Israel's war on besieged Palestinians in Gaza has killed more than 20,000 Palestinians, health officials in Gaza said, as they released new toll of the war and Israel expanded its invasion and gave an ultimatum to tens of thousands more Palestinians to flee their homes.

The killings, most of them children and women, in Gaza amount to nearly 1 percent of the territory’s pre-war population — the latest indication of the 11-week-old Israeli aggression's staggering human toll.

Israel's aerial and ground invasion has been one of the most devastating assaults in recent history, displacing nearly 85 percent of Gaza's 2.3 million people and levelling wide swaths of the tiny blockaded enclave.

More than half a million people in Gaza — a quarter of the population — are starving, according to a report from the United Nations and other agencies.

After many delays, the UN Security Council adopted a watered-down resolution on Friday calling for immediately speeding up aid deliveries to desperate civilians in Gaza.

The United States won the removal of a tougher call for an "urgent suspension of hostilities" between Israel and Hamas resistance group.

It abstained from the vote, as did Russia, which wanted a stronger language.

Israel issues new ultimatum to besieged Palestinians

The US also negotiated the removal of language that would have given the UN authority to inspect aid going into Gaza, something Israel says it must do to ensure material does not reach Hamas.

Hamas said in a statement that the UN resolution should have demanded an immediate halt to Israel's assault, and it blamed the United States for pushing "to empty the resolution of its essence" before Friday's Security Council vote.

UN Secretary General Antonio Guterres, meanwhile, reiterated his longstanding call for a humanitarian ceasefire.

"The violations of international humanitarian law [Hamas October 7 surprise blitz] can never justify the collective punishment of the Palestinian people, and they do not free Israel from its own legal obligations under international law," the secretary general said.

Israel, shielded by the United States, has resisted international pressure to scale back its assault.

The military has said that months of fighting lie ahead in southern Gaza, an area packed with the vast majority of the enclave's 2.3 million people, many of whom were forced to flee Israeli bombardment.

[Data entries]

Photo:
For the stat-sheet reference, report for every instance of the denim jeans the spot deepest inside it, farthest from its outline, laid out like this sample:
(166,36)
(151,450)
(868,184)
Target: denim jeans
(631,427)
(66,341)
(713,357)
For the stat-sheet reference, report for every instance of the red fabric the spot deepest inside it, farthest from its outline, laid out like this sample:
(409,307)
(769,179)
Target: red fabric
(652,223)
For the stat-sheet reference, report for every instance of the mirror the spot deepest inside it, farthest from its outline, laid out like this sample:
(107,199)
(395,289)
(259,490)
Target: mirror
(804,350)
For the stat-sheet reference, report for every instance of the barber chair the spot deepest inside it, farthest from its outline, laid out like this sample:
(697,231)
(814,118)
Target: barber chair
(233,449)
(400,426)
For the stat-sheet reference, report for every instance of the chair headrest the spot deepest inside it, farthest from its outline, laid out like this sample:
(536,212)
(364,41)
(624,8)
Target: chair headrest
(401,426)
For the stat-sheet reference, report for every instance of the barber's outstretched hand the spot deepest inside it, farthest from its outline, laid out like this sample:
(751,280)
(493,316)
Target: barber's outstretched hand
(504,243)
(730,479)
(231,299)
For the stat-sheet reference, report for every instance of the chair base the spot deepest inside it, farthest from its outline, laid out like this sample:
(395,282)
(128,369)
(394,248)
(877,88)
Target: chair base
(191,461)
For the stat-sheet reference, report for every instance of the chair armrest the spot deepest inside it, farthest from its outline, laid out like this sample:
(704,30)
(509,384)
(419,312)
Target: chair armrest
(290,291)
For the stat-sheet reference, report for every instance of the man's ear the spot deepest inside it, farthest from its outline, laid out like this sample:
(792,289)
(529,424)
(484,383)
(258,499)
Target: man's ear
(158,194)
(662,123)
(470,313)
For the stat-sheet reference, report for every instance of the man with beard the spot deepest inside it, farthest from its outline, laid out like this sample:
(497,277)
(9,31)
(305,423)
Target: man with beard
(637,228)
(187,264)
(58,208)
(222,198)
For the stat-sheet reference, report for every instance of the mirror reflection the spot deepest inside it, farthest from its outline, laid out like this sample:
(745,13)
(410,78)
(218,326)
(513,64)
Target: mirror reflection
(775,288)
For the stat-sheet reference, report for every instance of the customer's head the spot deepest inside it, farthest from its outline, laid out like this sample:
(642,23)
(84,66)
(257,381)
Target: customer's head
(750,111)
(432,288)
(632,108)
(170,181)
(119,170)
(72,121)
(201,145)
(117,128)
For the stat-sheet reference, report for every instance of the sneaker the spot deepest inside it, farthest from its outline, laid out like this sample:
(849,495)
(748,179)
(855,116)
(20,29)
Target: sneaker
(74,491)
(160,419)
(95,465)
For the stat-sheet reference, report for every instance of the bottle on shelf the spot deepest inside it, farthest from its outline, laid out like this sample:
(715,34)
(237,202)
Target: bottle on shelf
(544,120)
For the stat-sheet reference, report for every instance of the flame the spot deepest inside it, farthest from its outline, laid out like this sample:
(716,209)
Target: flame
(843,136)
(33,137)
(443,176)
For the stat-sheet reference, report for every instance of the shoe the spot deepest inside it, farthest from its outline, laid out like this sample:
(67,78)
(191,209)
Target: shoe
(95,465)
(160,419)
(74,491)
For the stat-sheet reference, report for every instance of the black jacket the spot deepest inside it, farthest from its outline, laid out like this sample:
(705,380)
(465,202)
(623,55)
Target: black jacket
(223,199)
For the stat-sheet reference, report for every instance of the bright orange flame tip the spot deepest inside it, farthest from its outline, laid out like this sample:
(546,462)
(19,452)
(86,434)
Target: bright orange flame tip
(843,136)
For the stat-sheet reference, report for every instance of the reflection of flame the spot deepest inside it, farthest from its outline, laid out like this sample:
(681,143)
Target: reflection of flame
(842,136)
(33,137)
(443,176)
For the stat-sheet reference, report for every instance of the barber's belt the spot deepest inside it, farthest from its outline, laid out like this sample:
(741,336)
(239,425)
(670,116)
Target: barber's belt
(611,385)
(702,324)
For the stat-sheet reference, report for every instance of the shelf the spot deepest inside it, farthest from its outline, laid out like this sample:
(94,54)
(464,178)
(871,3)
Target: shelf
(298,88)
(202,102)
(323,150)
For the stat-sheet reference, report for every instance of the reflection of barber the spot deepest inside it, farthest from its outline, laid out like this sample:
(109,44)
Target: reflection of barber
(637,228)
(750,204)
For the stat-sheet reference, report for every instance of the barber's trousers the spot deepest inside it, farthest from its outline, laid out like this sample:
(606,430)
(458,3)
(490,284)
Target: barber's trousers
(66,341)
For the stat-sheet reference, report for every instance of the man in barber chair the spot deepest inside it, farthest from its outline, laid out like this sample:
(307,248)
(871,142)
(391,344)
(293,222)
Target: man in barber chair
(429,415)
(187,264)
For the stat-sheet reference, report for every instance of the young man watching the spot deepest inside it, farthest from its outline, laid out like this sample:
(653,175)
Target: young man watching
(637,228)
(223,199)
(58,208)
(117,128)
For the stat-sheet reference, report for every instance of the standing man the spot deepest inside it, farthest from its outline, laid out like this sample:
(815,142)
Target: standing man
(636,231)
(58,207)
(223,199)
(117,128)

** Problems to solve **
[1] Using the Gaza article, answer each question:
(a) What share of Gaza's population is starving, according to the UN report?
(b) Which two countries abstained from the Security Council vote?
(c) What has the military said lies ahead in southern Gaza?
[2] Could you carry on the Gaza article from its final sentence?

** Answers given **
[1]
(a) A quarter of the population, more than half a million people.
(b) The United States and Russia.
(c) Months of fighting.

[2]
The Israeli military said late on Thursday that it is sending more ground forces, including combat engineers, to Khan Younis to target Hamas fighters above ground and in tunnels.

On Friday, it forced tens of thousands of residents to leave their homes in Burej, an urban refugee camp, and surrounding communities in central Gaza, suggesting a ground assault there could be next.

Mustafa Abu Taha, a Palestinian farm worker, said many areas of his hard-hit Gaza City neighbourhood of Shijaiyah have become inaccessible because of massive destruction from airstrikes. "They are hitting anything moving," he said of Israeli forces.

Rising death toll, hunger

Gaza’s Health Ministry said on Friday that it has documented 20,057 deaths in the fighting and 53,320 wounded.

It has previously said that roughly two-thirds of the dead were women or minors. Israel’s military claimed 139 of its soldiers have been killed in the ground invasion.

It alleges it has killed thousands of Hamas fighters, including about 2,000 in the past three weeks, but it has not presented any evidence to back up the claim.

For most of the war, Israel also stopped entry of food, water, fuel and other supplies except for truck convoys of aid from Egypt, which cover only a fraction of the needs in Gaza.

Because of insufficient aid entering Gaza, the extent of starvation has eclipsed the near-famines of recent years in Afghanistan and Yemen, and the risk of famine is "increasing each day," Thursday's UN report said.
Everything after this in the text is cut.